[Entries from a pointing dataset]
----

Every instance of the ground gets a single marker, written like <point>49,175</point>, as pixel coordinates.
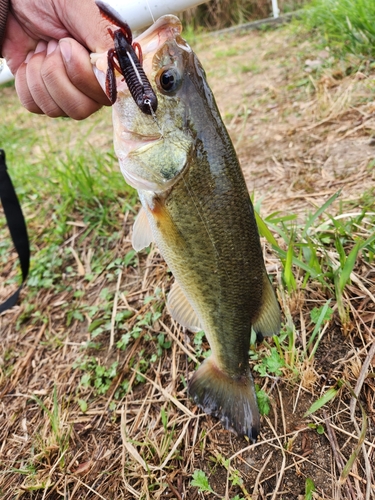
<point>302,123</point>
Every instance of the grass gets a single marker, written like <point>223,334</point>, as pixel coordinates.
<point>347,24</point>
<point>92,369</point>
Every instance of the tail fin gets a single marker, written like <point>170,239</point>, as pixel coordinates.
<point>232,400</point>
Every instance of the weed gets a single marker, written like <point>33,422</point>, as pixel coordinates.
<point>200,480</point>
<point>96,375</point>
<point>348,24</point>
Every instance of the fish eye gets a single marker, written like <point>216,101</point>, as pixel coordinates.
<point>169,80</point>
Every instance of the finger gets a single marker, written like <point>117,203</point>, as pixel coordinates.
<point>78,103</point>
<point>16,44</point>
<point>80,71</point>
<point>36,84</point>
<point>23,90</point>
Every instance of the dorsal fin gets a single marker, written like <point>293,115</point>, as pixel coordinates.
<point>180,309</point>
<point>142,233</point>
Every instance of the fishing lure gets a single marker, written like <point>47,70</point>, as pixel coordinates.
<point>126,58</point>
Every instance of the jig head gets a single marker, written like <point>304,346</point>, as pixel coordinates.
<point>124,58</point>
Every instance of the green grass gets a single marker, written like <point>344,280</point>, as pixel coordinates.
<point>347,24</point>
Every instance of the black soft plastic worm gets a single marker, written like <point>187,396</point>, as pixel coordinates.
<point>123,58</point>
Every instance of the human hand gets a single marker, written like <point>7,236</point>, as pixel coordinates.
<point>46,47</point>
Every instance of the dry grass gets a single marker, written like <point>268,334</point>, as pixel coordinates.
<point>301,136</point>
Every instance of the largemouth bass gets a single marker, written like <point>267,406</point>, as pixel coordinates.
<point>197,209</point>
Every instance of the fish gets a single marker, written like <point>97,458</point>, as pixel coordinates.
<point>197,209</point>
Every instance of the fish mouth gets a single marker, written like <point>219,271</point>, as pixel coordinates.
<point>142,184</point>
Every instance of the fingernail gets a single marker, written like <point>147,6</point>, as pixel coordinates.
<point>29,56</point>
<point>41,47</point>
<point>66,50</point>
<point>52,44</point>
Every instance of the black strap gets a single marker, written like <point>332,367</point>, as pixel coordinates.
<point>17,227</point>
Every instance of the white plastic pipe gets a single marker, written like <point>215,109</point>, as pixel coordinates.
<point>137,13</point>
<point>5,74</point>
<point>141,13</point>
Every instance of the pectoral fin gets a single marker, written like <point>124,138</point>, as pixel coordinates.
<point>180,309</point>
<point>142,233</point>
<point>268,322</point>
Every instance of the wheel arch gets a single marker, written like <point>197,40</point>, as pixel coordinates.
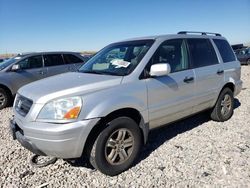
<point>102,124</point>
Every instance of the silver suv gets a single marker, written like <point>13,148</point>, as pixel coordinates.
<point>26,68</point>
<point>106,109</point>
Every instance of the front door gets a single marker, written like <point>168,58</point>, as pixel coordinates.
<point>209,73</point>
<point>170,97</point>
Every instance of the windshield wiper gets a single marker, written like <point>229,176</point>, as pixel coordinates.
<point>101,72</point>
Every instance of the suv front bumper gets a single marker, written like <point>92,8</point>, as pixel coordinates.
<point>58,140</point>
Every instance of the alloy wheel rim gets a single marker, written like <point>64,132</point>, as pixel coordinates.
<point>226,105</point>
<point>119,146</point>
<point>2,99</point>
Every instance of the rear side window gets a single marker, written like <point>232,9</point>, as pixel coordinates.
<point>174,53</point>
<point>53,60</point>
<point>31,62</point>
<point>202,52</point>
<point>225,50</point>
<point>71,59</point>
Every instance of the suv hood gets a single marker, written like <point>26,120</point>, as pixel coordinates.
<point>72,83</point>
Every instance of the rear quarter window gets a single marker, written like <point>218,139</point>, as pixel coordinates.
<point>202,52</point>
<point>225,50</point>
<point>71,59</point>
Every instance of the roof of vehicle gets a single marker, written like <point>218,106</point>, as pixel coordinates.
<point>52,52</point>
<point>185,34</point>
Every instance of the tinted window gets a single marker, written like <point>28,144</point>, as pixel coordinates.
<point>225,50</point>
<point>53,60</point>
<point>71,59</point>
<point>31,62</point>
<point>118,58</point>
<point>202,52</point>
<point>174,53</point>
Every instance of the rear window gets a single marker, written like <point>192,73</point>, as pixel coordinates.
<point>202,52</point>
<point>53,60</point>
<point>71,59</point>
<point>225,50</point>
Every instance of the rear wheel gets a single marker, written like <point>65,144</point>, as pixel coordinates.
<point>4,98</point>
<point>117,146</point>
<point>223,109</point>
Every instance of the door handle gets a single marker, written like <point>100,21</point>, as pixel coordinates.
<point>220,72</point>
<point>188,79</point>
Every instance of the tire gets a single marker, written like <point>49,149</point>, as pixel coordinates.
<point>223,109</point>
<point>107,154</point>
<point>4,98</point>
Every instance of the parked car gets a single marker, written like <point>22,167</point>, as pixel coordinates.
<point>106,109</point>
<point>26,68</point>
<point>243,56</point>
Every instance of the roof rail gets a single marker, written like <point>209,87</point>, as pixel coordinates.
<point>202,33</point>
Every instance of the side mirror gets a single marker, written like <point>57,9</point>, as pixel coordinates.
<point>160,69</point>
<point>15,67</point>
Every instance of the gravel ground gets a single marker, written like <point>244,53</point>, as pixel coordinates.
<point>195,152</point>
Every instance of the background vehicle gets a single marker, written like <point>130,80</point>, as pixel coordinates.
<point>243,56</point>
<point>26,68</point>
<point>106,109</point>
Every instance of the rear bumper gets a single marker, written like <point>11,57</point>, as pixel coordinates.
<point>58,140</point>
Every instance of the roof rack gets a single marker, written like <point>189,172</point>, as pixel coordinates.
<point>202,33</point>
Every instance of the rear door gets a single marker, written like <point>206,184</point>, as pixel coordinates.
<point>54,64</point>
<point>170,97</point>
<point>72,61</point>
<point>31,69</point>
<point>209,73</point>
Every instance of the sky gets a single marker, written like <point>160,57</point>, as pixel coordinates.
<point>80,25</point>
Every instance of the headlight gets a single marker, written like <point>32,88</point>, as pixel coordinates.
<point>62,109</point>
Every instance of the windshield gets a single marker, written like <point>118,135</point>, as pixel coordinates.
<point>117,59</point>
<point>8,62</point>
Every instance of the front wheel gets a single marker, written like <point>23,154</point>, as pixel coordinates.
<point>223,109</point>
<point>117,146</point>
<point>4,98</point>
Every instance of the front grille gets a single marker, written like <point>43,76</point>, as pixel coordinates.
<point>23,105</point>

----

=== Exercise description ===
Print the lines above exactly as they appear, from the first to the last, without including the pictures.

=== Finished answer ===
Every instance of the ground gets a single marker, written like <point>49,175</point>, as pixel coordinates.
<point>302,123</point>
Every instance of the grass gets a single marker, written like <point>223,334</point>, as pixel coordinates.
<point>347,24</point>
<point>92,369</point>
Every instance of the tail fin gets a single marker, written like <point>170,239</point>, as pixel coordinates.
<point>232,400</point>
Every instance of the weed gets a single marker, written like <point>33,422</point>, as pixel coordinates.
<point>200,480</point>
<point>96,375</point>
<point>348,24</point>
Every instance of the fish eye gets a single marker, written like <point>216,101</point>, as pixel coordinates.
<point>169,80</point>
Every instance of the finger gets a single marker, written like <point>117,203</point>, as pixel coordinates.
<point>78,103</point>
<point>16,44</point>
<point>80,71</point>
<point>36,84</point>
<point>23,90</point>
Every instance of the dorsal fin gets a single marker, written like <point>293,115</point>, as pixel coordinates.
<point>180,309</point>
<point>142,233</point>
Every instance of the fishing lure gets a single marker, written like <point>47,70</point>, as pixel coordinates.
<point>126,58</point>
Every instance of the jig head gets a single marker, written like <point>304,346</point>, as pixel coordinates.
<point>124,58</point>
Every instance of the green grass gets a single marker, written like <point>344,280</point>, as pixel coordinates.
<point>347,24</point>
Every instance of the black soft plastic worm gets a single marker, written like <point>187,396</point>, as pixel coordinates.
<point>123,58</point>
Every instance of the human hand gets a single marker, written like <point>7,236</point>, as pixel coordinates.
<point>46,47</point>
Every instance of the dry grass gets a single marker, written like <point>268,334</point>, as pixel coordinates.
<point>301,136</point>
Every instance of the largemouth bass gets a single marker, written like <point>267,406</point>, as pixel coordinates.
<point>197,209</point>
Every instance of the fish gets a single marker, written like <point>97,458</point>, as pixel coordinates.
<point>197,209</point>
Every instance of the fish mouth gets a single marker, written like <point>219,271</point>, as pixel coordinates.
<point>142,184</point>
Every instance of the fingernail gets a single marker, written like <point>147,6</point>, as pixel coordinates.
<point>29,56</point>
<point>41,47</point>
<point>66,50</point>
<point>52,44</point>
Every instance of the black strap gets a single marker, written like <point>332,367</point>, as pixel coordinates.
<point>17,227</point>
Every instance of the white plastic pipe gets a single marker, written like <point>215,109</point>, as pixel coordinates.
<point>137,13</point>
<point>5,74</point>
<point>141,13</point>
Every instance of the pectoral fin gets a single marker, written like <point>124,138</point>, as pixel coordinates.
<point>180,309</point>
<point>142,233</point>
<point>268,322</point>
Every instance of the wheel arch gets a single marker, written like <point>197,40</point>, as pixel coordinates.
<point>102,124</point>
Every instance of the silver suv gets a single marker, written like <point>13,148</point>, as pixel coordinates.
<point>26,68</point>
<point>106,109</point>
Every instance of the front door gets a single marker, written like <point>168,58</point>, as pixel coordinates.
<point>209,73</point>
<point>170,97</point>
Every instance of the windshield wiper gets a single marker, written like <point>229,176</point>, as pixel coordinates.
<point>101,72</point>
Every instance of the suv front bumper gets a single marker, written like <point>92,8</point>, as pixel coordinates.
<point>58,140</point>
Every instance of the alloy wheel rim gets a single marker, written like <point>64,132</point>, as pixel coordinates.
<point>226,105</point>
<point>119,146</point>
<point>2,99</point>
Every instance of the rear side window gets a single marker, written like <point>232,9</point>, as pixel coordinates.
<point>174,53</point>
<point>53,60</point>
<point>31,62</point>
<point>202,52</point>
<point>225,50</point>
<point>71,59</point>
Every instance of the suv hood gets a single marker, written like <point>26,120</point>, as pixel coordinates.
<point>72,83</point>
Every instance of the rear quarter window gets a single marker, written like <point>218,139</point>, as pixel coordinates.
<point>202,52</point>
<point>225,50</point>
<point>71,59</point>
Every instance of the roof of vehicle gets a single marker, written like <point>218,106</point>, as pixel coordinates.
<point>52,52</point>
<point>185,34</point>
Every instance of the tinted window gets a single marker, written like <point>28,144</point>, as pixel coordinates.
<point>225,50</point>
<point>53,60</point>
<point>71,59</point>
<point>31,62</point>
<point>118,58</point>
<point>202,52</point>
<point>174,53</point>
Every instance of the rear window gets a single marker, written like <point>192,73</point>, as pixel coordinates.
<point>202,52</point>
<point>53,60</point>
<point>71,59</point>
<point>225,50</point>
Every instance of the rear wheel gets a single marker, written like <point>65,144</point>, as pixel coordinates.
<point>4,98</point>
<point>117,146</point>
<point>223,109</point>
Every instance of the door handle gets a single marker, written like <point>100,21</point>, as pixel coordinates.
<point>220,72</point>
<point>188,79</point>
Every instance of the tire gets a single marker, written like <point>49,149</point>, as pixel coordinates.
<point>223,109</point>
<point>107,154</point>
<point>4,98</point>
Every instance of the parked car gets a single marker, written like <point>22,167</point>, as pixel coordinates.
<point>106,109</point>
<point>26,68</point>
<point>243,56</point>
Every instance of the roof rail gets a single marker, written like <point>209,87</point>, as pixel coordinates.
<point>202,33</point>
Every instance of the side mirror gets a single marker, written like <point>57,9</point>, as pixel coordinates.
<point>160,69</point>
<point>15,67</point>
Every instance of the gravel ground gets a single marker, written like <point>244,53</point>, as pixel coordinates.
<point>195,152</point>
Every instance of the background vehicle gets a single marker, written like <point>130,80</point>, as pixel coordinates.
<point>243,56</point>
<point>26,68</point>
<point>106,109</point>
Every instance of the rear bumper gets a single marker, written like <point>11,57</point>, as pixel coordinates.
<point>58,140</point>
Every instance of the roof rack gets a single marker, written like <point>189,172</point>, as pixel coordinates.
<point>202,33</point>
Every instance of the rear door gets a single marker, written like <point>206,184</point>, as pixel coordinates.
<point>54,64</point>
<point>170,97</point>
<point>72,61</point>
<point>31,69</point>
<point>209,73</point>
Every instance of the sky gets a single marker, written like <point>160,57</point>, as pixel coordinates.
<point>80,25</point>
Every instance of the headlight gets a single marker, written like <point>32,88</point>, as pixel coordinates.
<point>62,109</point>
Every instance of the windshield gets a single marker, written like <point>118,135</point>, as pixel coordinates.
<point>117,59</point>
<point>8,62</point>
Every instance of the front wheel gets a single marker, written like <point>23,154</point>, as pixel coordinates.
<point>223,109</point>
<point>117,146</point>
<point>4,98</point>
Every instance of the front grille gets a single marker, written like <point>43,76</point>, as pixel coordinates.
<point>23,105</point>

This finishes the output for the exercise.